Exercise description
Give only the number of lines in the listing below that contain the word "window". Case counts.

[Stored items from a collection]
— start —
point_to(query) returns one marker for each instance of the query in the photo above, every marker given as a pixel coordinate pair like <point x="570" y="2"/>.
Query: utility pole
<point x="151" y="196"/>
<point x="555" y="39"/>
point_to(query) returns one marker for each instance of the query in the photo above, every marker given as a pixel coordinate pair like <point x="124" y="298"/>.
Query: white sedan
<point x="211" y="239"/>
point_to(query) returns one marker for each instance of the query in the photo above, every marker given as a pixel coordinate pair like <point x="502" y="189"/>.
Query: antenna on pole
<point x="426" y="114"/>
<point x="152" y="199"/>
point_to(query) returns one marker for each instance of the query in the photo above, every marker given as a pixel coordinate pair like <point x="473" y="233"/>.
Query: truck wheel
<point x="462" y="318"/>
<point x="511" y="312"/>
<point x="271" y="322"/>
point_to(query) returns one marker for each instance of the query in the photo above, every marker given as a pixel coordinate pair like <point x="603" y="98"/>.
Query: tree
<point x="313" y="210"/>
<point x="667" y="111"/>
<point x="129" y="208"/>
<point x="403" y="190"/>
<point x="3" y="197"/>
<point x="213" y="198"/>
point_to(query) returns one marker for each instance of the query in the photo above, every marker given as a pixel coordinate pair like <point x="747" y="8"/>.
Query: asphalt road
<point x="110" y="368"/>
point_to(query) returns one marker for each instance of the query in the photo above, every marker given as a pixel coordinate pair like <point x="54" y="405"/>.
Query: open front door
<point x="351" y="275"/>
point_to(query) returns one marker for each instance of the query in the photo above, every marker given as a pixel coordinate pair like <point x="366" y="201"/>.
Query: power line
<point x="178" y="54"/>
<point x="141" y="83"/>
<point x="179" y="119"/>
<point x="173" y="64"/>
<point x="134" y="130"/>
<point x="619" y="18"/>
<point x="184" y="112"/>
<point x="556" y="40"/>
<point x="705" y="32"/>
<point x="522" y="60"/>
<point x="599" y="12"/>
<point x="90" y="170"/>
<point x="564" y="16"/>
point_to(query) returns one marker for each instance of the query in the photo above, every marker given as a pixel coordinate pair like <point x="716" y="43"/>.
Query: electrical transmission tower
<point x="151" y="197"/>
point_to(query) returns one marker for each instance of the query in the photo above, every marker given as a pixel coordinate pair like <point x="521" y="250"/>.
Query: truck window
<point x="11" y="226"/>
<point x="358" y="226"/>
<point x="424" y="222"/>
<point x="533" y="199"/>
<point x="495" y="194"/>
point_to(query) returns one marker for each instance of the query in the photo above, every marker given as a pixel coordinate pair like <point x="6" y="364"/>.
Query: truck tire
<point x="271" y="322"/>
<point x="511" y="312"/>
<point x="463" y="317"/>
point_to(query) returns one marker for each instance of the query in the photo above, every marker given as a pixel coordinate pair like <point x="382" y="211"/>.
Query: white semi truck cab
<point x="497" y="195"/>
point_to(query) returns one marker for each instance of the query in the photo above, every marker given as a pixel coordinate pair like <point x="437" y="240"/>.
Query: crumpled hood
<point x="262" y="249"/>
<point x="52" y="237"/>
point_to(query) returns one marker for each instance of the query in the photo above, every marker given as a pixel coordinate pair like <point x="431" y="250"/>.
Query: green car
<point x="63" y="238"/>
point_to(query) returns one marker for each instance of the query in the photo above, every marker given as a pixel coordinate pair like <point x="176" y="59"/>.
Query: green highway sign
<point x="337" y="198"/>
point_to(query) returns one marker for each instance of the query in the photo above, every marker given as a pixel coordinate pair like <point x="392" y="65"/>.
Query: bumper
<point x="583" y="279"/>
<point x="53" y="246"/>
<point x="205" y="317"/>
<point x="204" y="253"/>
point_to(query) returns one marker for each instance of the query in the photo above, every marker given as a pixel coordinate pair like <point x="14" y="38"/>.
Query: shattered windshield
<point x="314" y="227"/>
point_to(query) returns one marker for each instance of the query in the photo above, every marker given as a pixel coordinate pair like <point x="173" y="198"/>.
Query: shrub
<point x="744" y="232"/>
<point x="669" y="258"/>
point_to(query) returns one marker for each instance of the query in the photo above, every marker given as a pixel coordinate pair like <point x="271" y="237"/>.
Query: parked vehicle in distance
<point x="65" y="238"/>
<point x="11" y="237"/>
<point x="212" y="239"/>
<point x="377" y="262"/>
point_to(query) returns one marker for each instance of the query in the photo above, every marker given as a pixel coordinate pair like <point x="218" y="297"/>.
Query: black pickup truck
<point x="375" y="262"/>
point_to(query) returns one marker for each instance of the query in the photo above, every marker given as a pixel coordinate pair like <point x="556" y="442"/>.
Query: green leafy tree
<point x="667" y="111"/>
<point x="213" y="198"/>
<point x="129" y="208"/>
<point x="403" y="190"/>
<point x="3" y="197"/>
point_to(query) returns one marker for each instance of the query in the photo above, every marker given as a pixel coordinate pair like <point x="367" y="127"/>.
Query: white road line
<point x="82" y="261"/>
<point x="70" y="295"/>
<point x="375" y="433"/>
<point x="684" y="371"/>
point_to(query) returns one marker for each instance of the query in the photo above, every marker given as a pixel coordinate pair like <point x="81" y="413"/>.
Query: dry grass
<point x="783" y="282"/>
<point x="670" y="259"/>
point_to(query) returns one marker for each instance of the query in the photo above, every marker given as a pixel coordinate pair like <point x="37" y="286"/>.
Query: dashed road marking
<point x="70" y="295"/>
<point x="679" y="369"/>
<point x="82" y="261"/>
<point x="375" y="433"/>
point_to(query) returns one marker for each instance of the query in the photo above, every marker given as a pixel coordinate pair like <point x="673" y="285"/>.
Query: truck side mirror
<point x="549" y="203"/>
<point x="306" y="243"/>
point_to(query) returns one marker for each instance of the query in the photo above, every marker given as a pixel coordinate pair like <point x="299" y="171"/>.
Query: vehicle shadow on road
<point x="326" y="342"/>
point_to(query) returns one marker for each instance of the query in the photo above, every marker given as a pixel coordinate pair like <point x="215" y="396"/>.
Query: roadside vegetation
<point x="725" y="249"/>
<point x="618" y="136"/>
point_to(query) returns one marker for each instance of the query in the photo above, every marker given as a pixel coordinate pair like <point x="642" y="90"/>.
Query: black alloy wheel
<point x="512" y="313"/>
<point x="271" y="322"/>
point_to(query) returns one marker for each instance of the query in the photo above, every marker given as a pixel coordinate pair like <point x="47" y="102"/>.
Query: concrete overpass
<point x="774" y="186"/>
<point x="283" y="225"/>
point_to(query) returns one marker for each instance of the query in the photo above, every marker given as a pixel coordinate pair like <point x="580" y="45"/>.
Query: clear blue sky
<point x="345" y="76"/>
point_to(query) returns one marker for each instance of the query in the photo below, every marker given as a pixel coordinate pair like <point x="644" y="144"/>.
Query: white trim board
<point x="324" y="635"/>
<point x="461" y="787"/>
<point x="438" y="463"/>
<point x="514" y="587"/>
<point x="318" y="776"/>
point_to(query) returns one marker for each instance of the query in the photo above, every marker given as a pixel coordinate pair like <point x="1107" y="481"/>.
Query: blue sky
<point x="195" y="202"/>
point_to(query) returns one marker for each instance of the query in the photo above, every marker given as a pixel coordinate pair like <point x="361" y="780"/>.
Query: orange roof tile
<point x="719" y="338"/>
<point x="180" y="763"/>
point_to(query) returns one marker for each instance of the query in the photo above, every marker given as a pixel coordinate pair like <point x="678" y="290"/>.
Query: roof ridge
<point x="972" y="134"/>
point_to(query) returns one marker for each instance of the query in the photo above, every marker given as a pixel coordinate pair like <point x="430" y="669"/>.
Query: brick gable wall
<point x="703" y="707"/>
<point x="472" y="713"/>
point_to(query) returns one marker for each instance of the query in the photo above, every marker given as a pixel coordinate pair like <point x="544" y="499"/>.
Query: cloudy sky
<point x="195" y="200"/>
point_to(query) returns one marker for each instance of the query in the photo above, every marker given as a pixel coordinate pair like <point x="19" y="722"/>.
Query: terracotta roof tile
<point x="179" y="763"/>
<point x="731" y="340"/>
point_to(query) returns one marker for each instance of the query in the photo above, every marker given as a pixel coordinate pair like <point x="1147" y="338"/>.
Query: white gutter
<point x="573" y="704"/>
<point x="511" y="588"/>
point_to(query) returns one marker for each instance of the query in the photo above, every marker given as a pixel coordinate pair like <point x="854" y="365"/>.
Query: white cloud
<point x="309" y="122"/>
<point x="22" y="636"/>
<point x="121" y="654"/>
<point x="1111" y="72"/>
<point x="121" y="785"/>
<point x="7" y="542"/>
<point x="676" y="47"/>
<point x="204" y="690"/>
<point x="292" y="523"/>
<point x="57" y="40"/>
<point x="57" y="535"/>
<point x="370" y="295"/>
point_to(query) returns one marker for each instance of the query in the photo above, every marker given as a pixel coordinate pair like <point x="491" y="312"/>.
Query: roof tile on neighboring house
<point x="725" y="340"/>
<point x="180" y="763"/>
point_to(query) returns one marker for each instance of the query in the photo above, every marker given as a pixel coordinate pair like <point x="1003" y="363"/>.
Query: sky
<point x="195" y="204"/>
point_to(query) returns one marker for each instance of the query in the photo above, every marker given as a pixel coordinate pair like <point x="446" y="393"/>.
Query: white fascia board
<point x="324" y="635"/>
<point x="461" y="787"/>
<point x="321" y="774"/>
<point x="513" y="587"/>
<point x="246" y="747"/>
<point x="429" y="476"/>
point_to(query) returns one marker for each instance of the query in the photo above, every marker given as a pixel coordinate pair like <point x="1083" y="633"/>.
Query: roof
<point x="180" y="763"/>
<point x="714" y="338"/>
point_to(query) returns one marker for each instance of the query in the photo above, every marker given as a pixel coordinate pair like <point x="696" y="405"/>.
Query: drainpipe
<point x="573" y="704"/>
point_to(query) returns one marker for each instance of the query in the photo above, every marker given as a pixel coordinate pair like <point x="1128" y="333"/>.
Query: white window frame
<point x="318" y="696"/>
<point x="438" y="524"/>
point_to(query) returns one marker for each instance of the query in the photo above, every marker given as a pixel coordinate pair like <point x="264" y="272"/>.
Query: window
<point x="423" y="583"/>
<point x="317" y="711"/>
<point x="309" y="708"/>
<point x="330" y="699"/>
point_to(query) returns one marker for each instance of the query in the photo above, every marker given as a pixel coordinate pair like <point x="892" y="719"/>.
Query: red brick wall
— end —
Response to this task
3